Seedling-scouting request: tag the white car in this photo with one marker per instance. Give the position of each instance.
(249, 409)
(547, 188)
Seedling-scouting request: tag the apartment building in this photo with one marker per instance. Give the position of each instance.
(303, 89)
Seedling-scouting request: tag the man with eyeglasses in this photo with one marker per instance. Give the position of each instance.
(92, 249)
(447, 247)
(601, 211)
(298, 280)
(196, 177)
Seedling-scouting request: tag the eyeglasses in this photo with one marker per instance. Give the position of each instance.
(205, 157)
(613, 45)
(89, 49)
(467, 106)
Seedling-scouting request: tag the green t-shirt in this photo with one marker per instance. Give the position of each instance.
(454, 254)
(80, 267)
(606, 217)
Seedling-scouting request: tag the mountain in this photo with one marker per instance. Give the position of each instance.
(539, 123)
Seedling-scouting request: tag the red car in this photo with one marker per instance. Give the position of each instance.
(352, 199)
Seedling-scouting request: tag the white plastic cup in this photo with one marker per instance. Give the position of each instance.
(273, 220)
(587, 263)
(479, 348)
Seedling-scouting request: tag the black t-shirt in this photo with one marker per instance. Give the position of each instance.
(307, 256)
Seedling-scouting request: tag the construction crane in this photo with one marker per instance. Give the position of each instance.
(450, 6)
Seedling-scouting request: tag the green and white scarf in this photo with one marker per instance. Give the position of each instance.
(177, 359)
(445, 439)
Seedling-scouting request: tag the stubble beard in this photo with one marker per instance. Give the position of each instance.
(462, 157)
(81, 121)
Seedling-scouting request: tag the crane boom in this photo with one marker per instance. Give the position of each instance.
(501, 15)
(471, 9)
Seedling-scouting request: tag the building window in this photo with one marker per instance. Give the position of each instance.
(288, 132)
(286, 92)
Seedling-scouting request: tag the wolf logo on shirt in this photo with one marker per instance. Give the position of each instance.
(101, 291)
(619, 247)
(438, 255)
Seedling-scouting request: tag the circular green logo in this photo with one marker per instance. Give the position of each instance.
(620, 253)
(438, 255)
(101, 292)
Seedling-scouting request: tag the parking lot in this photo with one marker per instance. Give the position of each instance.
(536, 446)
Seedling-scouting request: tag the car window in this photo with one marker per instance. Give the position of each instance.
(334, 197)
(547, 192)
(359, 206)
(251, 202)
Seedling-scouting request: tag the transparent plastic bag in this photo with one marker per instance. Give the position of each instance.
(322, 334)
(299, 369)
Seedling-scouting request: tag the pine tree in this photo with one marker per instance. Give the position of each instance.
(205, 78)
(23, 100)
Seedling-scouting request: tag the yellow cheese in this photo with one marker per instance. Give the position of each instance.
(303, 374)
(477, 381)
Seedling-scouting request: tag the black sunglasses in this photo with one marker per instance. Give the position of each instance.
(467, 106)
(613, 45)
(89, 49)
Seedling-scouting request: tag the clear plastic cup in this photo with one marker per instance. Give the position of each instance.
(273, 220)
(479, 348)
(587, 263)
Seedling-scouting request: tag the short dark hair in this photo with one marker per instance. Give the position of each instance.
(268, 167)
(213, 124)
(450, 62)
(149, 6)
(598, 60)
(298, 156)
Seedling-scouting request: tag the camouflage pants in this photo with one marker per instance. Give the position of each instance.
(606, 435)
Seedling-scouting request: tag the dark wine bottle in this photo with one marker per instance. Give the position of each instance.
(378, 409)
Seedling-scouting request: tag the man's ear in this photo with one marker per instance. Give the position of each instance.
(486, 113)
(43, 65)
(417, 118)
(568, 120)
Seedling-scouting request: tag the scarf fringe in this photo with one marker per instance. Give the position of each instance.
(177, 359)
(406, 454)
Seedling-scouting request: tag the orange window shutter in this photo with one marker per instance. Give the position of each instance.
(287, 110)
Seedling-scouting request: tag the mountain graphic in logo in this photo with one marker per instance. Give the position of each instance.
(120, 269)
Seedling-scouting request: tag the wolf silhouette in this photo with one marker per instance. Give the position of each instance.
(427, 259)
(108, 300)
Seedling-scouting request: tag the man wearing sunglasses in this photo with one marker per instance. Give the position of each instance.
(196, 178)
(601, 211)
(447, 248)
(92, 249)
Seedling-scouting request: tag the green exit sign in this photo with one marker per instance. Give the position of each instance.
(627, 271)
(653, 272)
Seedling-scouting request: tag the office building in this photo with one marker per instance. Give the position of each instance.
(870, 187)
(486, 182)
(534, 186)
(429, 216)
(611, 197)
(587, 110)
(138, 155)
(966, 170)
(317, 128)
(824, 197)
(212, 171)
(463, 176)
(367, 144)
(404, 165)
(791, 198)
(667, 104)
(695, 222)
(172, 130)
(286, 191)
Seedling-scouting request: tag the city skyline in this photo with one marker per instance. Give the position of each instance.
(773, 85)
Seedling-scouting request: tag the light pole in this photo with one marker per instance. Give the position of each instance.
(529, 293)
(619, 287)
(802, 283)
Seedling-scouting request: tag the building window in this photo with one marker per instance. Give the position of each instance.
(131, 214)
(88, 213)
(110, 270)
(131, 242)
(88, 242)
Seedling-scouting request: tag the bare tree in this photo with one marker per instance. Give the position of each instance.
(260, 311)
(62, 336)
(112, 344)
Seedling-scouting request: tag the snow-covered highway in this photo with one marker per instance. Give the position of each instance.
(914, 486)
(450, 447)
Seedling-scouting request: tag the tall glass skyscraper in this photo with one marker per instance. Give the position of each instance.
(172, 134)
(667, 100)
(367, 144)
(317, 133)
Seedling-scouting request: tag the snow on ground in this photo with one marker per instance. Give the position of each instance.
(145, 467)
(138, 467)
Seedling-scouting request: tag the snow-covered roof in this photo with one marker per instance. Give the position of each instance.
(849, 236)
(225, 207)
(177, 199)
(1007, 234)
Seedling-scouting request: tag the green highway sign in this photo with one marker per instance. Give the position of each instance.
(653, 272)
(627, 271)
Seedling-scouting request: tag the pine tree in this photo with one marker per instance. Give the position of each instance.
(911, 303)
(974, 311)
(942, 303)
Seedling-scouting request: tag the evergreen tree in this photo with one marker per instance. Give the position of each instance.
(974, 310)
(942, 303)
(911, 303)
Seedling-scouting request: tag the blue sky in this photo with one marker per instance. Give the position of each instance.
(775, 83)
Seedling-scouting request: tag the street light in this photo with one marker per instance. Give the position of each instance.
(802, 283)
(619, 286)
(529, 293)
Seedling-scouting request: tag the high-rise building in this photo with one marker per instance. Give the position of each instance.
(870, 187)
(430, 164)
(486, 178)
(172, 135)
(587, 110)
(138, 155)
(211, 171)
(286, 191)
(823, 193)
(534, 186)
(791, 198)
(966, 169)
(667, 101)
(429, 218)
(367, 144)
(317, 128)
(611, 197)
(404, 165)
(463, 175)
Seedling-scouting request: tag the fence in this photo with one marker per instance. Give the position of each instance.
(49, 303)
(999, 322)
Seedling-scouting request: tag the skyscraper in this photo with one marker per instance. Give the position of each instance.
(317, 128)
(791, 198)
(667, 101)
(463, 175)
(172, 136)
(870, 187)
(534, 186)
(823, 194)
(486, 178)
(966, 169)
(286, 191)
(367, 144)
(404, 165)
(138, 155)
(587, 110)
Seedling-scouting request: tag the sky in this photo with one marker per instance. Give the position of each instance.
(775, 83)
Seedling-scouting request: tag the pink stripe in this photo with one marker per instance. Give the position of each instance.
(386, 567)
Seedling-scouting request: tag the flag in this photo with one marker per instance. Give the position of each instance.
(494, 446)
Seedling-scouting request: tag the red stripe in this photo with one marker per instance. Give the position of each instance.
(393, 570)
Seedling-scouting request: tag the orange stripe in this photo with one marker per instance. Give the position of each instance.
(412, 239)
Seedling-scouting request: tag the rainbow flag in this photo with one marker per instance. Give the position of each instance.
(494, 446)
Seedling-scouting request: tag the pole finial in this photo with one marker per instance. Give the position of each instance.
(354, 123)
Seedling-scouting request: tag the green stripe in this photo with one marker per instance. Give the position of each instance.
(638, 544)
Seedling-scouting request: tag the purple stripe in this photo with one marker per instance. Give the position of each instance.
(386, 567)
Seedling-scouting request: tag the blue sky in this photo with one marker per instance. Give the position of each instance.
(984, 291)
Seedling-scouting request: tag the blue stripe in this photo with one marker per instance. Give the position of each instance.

━━━━━━

▶ EXERCISE DETAILS: Extract, verbatim, the lines from the one containing "Seedling-scouting request: tag the high-rise" through the last line of the listing above.

▶ ANSWER BELOW:
Seedling-scouting request: tag the high-rise building in this photo with one marker per instance. Give the position of each instance.
(870, 187)
(430, 164)
(486, 178)
(172, 135)
(587, 110)
(138, 155)
(211, 171)
(286, 191)
(823, 193)
(534, 186)
(791, 198)
(966, 169)
(667, 101)
(429, 218)
(367, 144)
(317, 128)
(611, 197)
(404, 165)
(463, 175)
Seedling-scouting request: tag the fence in this photo with one marker per instance. Give the position of each instance.
(49, 303)
(999, 322)
Seedling-scouting request: tag the skyscraper in this photo with one marker per instance. Give the position of each instance.
(317, 128)
(791, 198)
(667, 101)
(463, 175)
(172, 136)
(870, 187)
(534, 186)
(823, 194)
(486, 178)
(966, 169)
(286, 191)
(367, 144)
(404, 165)
(138, 155)
(587, 110)
Seedling-scouting request: tag the sky in this photo with one marker per instance. Give the position of each instance.
(775, 83)
Seedling-scouting request: tag the pink stripe in this photo with one marker per instance. Give the position of each instance.
(386, 567)
Seedling-scouting request: tag the flag in this photo with one marker per instance. Give the position of each instance.
(494, 446)
Seedling-scouting request: tag the red stripe in this photo with one marker per instance. Give the position of each instance.
(393, 570)
Seedling-scouting request: tag the orange stripe in this photo with one marker per instance. Give the position of each instance.
(412, 239)
Seedling-scouting request: tag the rainbow flag in this photo with one marker per instance. Give the position of each instance.
(494, 446)
Seedling-scouting request: tag the pole finial in this photo with one marker per instance. Give the position of each instance.
(354, 123)
Seedling-scouting request: tag the green stripe in this photo with one marker per instance. Give the position of each instance.
(638, 544)
Seedling-scouting request: tag the purple stripe in this photo with one marker per instance. Give the position of each instance.
(386, 567)
Seedling-scouting request: tag the blue sky in this photo with one marker per instance. Give the position of each instance.
(984, 291)
Seedling-scouting request: tag the blue stripe in this photo with one marker per instance. Give the position of each instance.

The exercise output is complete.